TASK - Output the data below as a JSON list of strings, one string per line, with blank lines dropped. Leave out the pictures.

──────────────────────────────

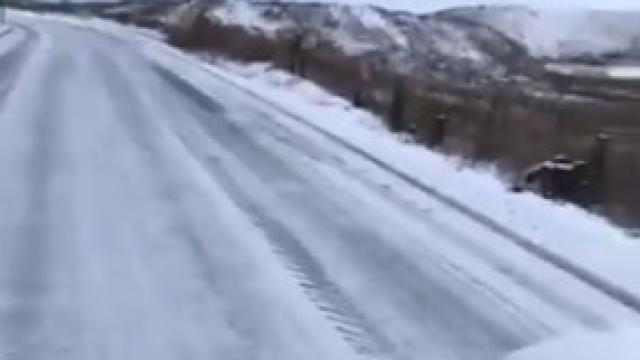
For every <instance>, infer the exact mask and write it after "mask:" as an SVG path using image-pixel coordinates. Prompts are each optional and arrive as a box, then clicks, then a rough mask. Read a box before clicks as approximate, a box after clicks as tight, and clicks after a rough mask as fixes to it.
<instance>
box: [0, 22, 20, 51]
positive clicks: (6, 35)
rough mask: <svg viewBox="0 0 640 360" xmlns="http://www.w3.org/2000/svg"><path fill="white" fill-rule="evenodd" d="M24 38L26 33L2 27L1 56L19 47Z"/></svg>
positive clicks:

──────────────────────────────

REPLY TO THE EXERCISE -
[
  "For every <instance>, infer the exact mask and write it after \"mask:\" as an SVG path using image-pixel coordinates. Prompts are each optional and arrive as a box, then clicks, then a rough mask. Read a box before clicks as approximate, a box after clicks as tight, and clicks after a rough mask as fixes to it.",
  "<instance>",
  "box: [0, 22, 20, 51]",
  "positive clicks: (6, 35)",
  "rough mask: <svg viewBox=\"0 0 640 360\" xmlns=\"http://www.w3.org/2000/svg\"><path fill=\"white\" fill-rule=\"evenodd\" d=\"M24 38L26 33L2 27L1 56L19 47Z\"/></svg>",
  "positive clicks:"
]